Activity
Your task is to repeat exactly the lines below between the line holding "Point to the shoreline, marking" and the line holding "Point to the ship", inclusive, and only those.
◆ ◆ ◆ ◆ ◆
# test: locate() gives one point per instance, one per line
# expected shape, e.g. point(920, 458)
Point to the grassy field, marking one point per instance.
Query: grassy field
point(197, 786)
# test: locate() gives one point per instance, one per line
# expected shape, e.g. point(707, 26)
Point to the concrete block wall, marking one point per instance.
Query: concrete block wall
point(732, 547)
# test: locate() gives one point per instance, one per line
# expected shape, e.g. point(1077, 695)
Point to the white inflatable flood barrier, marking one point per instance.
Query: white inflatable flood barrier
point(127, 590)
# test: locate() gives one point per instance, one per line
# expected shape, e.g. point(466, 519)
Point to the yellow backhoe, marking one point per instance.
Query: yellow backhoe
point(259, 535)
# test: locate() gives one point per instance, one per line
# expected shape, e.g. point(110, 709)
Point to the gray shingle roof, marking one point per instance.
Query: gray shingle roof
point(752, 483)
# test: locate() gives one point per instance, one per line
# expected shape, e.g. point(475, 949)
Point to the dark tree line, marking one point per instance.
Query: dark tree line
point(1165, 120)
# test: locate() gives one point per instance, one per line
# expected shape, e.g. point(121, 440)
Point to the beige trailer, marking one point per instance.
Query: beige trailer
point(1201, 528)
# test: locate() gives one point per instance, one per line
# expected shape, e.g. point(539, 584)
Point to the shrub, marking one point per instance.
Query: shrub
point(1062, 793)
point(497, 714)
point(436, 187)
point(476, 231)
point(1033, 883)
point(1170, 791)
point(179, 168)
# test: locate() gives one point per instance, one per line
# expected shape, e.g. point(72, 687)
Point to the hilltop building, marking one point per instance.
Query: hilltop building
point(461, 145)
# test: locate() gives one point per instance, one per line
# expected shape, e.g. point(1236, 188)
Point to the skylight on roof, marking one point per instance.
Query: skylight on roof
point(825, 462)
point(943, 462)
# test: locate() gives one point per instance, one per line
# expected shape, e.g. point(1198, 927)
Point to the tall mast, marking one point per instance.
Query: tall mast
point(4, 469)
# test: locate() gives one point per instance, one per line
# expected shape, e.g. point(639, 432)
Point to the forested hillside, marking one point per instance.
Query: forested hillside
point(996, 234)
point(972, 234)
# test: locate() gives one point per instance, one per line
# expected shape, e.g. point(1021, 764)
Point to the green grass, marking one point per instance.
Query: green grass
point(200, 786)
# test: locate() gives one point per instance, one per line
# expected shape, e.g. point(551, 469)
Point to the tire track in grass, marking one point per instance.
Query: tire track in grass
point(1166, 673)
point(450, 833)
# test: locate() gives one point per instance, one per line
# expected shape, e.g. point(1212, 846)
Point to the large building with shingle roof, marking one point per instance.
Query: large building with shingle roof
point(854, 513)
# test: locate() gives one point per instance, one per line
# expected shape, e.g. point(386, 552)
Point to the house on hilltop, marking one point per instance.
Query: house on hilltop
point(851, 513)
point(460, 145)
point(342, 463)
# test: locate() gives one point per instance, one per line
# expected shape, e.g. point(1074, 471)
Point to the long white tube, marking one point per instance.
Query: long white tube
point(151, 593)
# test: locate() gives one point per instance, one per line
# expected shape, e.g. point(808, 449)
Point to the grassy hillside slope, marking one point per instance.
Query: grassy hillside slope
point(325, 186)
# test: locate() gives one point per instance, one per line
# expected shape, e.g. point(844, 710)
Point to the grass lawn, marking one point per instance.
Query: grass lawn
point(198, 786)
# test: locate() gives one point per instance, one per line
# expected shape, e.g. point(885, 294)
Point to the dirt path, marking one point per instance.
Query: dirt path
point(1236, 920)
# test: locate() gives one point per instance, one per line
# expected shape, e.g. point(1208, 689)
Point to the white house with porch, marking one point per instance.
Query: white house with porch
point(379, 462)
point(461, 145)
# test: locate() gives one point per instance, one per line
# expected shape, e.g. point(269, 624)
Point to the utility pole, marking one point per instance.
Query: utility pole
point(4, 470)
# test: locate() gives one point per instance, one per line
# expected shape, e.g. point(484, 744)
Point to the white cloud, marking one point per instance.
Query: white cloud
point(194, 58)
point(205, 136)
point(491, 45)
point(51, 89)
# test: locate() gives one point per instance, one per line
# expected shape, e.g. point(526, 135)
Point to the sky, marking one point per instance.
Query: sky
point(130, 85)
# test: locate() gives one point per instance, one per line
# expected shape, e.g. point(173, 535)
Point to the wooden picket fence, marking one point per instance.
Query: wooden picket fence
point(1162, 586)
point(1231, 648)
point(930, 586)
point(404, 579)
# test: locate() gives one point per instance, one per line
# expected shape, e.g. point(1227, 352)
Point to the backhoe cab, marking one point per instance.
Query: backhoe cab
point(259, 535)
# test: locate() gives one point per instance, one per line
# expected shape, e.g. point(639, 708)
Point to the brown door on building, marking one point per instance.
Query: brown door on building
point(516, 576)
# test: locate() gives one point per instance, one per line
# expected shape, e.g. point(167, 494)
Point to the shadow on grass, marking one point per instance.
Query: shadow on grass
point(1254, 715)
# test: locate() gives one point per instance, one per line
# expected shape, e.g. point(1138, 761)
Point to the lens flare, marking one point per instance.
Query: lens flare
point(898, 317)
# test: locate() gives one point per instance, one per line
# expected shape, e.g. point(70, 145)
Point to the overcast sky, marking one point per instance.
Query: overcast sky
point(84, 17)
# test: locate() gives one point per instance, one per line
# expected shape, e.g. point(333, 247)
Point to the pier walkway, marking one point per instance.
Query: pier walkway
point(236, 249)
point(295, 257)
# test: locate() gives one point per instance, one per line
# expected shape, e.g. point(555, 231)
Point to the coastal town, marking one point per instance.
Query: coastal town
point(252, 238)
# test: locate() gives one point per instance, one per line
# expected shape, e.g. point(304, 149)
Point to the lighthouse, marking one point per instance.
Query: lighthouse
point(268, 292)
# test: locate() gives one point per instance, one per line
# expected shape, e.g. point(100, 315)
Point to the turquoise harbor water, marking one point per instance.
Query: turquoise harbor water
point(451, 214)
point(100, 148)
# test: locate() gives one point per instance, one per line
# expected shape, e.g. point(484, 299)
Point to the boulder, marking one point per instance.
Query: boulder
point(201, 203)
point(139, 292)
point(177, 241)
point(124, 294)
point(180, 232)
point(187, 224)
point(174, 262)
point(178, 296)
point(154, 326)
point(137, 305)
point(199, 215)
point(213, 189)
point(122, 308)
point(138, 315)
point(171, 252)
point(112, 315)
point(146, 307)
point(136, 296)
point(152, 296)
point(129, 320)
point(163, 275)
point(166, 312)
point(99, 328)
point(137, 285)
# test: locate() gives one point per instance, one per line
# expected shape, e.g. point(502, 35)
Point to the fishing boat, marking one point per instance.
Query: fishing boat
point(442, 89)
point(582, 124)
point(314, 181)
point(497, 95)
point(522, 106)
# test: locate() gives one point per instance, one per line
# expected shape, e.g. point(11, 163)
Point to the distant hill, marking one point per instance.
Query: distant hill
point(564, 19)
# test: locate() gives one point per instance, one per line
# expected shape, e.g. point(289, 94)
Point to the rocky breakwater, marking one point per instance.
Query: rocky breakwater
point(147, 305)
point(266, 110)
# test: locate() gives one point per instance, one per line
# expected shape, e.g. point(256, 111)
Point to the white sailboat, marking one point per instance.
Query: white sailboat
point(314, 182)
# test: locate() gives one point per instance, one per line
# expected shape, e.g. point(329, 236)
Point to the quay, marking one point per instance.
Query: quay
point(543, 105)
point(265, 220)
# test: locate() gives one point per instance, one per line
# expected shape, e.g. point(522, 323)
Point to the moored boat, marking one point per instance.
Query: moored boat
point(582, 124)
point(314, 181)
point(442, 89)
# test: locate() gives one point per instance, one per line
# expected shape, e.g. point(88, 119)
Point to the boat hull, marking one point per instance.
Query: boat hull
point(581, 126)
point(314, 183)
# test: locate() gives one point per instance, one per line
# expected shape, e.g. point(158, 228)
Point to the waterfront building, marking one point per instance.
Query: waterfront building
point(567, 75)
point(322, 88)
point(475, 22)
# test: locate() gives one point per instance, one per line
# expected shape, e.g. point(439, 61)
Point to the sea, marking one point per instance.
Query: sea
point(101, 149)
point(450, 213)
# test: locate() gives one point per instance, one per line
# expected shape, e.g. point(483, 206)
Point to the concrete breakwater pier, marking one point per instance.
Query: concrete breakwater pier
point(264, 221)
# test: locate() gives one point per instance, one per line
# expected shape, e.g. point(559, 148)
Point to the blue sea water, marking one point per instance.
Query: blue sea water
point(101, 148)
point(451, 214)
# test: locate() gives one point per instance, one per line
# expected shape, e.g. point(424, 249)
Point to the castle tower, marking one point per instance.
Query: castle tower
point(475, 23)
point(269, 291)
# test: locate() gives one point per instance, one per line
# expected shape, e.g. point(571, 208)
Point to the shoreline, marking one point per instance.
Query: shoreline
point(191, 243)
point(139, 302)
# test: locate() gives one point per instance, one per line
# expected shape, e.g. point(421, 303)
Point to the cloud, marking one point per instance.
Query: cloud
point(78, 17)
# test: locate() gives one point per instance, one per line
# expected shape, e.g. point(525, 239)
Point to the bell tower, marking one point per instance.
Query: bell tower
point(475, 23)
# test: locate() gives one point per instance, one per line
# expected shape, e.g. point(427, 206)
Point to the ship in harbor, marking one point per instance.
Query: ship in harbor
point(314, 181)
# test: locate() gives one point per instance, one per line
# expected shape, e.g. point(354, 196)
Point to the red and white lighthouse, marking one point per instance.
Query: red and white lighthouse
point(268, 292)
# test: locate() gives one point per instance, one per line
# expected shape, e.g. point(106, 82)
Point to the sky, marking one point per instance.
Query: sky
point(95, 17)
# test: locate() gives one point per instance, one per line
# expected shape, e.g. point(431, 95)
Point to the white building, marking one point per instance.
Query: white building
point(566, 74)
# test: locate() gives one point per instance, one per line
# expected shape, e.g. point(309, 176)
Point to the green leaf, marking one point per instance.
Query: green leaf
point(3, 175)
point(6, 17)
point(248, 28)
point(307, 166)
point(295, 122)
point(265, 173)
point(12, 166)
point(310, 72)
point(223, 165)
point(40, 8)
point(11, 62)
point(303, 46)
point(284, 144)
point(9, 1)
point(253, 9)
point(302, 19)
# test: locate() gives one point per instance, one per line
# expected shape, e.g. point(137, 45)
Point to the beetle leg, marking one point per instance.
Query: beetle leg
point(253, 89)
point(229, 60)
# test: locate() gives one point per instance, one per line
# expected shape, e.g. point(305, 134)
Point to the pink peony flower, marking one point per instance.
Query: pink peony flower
◆ ◆ ◆ ◆ ◆
Solution for this task
Point to the shoreline, marking one point per instance.
Query: shoreline
point(191, 243)
point(139, 302)
# test: locate() gives one point per instance, one per line
# expected shape, e.g. point(421, 303)
Point to the cloud, marking one point per instance.
Query: cloud
point(78, 17)
# test: locate() gives one point per instance, one per line
# expected shape, e.g. point(525, 239)
Point to the bell tower, marking one point per instance.
Query: bell tower
point(475, 23)
# test: locate() gives one point per instance, one per line
# expected shape, e.g. point(427, 206)
Point to the ship in harbor, marking one point per instance.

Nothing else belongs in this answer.